- BLOC DE TEXTE
▽

Pourtant, la douleur physique ne l’affecte apparemment pas. L’homme, juché sur deux jambes d’une extrême maigreur s’appuie sur un bâton de pèlerin. Pour unique vêtement, il porte son « dhoti », une pièce de tissu blanc qui lui enveloppe les hanches. Dans sa main libre, une guirlande de fleurs multicolores pend comme un arc-en-ciel tombé d’un orage. L’homme est en état de choc. Il est venu, du bout de ses forces restantes, se recueillir devant le mausolée du maître, son chef spirituel, le Mahatma Gandhi.

Devant le monument de marbre noir, recouvert d’offrandes, l’homme-ombre souffre. Une douleur inhumaine a envahi son visage recueilli. De ses yeux, glisse une pluie de larmes qui aussitôt brûlent ses plaies. Avec une peine infinie il s’agenouille. Sous l’effort, une écume blanche mêlée de sang s’échappe du trou noir de sa bouche, sans que l’homme s’en aperçoive. Il embrasse le marbre. La violence de l’instant est pour lui si forte, qu’il est incapable d’ébaucher un autre geste et reste ainsi prostré de longues minutes. Des sons discordants sortent de sa bouche édentée tordue par la douleur. Les os de ses genoux s’enfoncent dans le gazon, l’homme courbe l’échine, touche le sol de son front et reste recueilli, face contre terre.

△

- ÉNONCÉ 1
Dans le texte sur l'homme devant le mausolée de Gandhi, relevez tous les objets que l'homme porte sur lui ou tient à la main.
- ÉNONCÉ 2
Recopiez le passage du texte sur l'homme devant le mausolée de Gandhi qui commence par "Pourtant, la douleur" et va jusqu'à "le Mahatma Gandhi.".

(Extrait d'un jeu de données)
▽

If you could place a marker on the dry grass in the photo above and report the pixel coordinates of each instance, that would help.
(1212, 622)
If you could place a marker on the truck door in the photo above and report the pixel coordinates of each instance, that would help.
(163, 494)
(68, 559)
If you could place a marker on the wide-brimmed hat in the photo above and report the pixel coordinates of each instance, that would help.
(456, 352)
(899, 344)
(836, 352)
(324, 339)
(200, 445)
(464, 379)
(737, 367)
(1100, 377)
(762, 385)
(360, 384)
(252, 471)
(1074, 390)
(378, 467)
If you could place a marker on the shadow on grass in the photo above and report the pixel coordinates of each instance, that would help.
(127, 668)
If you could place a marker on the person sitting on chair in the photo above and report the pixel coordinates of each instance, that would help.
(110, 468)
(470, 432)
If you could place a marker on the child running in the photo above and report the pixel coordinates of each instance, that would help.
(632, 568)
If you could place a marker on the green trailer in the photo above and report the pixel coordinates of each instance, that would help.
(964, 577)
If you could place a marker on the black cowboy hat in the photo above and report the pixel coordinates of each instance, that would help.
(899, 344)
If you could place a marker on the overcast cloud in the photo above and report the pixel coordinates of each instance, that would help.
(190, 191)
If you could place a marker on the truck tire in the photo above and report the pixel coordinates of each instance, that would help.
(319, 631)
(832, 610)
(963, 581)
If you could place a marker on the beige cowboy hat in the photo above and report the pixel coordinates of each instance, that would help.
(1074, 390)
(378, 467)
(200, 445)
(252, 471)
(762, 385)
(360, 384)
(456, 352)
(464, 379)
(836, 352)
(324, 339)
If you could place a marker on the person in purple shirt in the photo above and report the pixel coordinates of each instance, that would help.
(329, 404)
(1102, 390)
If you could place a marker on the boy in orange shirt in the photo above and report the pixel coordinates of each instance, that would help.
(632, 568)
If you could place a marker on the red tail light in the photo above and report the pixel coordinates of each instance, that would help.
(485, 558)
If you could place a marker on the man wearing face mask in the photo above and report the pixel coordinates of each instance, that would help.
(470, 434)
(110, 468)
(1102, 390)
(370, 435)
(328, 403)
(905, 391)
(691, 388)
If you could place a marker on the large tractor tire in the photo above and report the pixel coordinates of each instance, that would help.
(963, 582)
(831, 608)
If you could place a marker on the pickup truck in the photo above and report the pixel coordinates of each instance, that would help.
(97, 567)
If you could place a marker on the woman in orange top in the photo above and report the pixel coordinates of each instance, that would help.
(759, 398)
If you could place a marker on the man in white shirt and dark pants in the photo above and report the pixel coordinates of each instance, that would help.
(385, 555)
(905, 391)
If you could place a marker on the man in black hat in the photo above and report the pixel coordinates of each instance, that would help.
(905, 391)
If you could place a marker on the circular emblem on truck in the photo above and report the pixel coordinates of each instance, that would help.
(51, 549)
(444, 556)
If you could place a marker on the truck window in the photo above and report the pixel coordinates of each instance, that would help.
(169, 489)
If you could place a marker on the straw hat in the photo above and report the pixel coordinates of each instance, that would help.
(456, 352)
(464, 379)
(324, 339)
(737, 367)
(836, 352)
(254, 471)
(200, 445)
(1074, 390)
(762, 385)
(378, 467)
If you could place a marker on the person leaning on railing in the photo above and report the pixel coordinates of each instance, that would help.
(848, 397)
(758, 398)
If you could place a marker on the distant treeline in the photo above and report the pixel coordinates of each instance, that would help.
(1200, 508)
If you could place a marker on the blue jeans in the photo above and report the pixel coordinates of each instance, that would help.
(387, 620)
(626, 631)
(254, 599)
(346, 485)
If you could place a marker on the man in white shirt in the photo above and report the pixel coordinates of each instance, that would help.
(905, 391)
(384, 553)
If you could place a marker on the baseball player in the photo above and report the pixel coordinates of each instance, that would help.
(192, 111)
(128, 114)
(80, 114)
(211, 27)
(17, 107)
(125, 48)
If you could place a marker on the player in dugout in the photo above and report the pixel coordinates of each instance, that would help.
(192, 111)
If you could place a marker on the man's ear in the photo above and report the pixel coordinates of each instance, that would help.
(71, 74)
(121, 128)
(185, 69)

△

- SOLUTION COMPLÈTE 1
- un bâton de pèlerin
- son « dhoti », une pièce de tissu blanc
- une guirlande de fleurs multicolores

- SOLUTION COMPLÈTE 2
Pourtant, la douleur physique ne l’affecte apparemment pas. L’homme, juché sur deux jambes d’une extrême maigreur s’appuie sur un bâton de pèlerin. Pour unique vêtement, il porte son « dhoti », une pièce de tissu blanc qui lui enveloppe les hanches. Dans sa main libre, une guirlande de fleurs multicolores pend comme un arc-en-ciel tombé d’un orage. L’homme est en état de choc. Il est venu, du bout de ses forces restantes, se recueillir devant le mausolée du maître, son chef spirituel, le Mahatma Gandhi.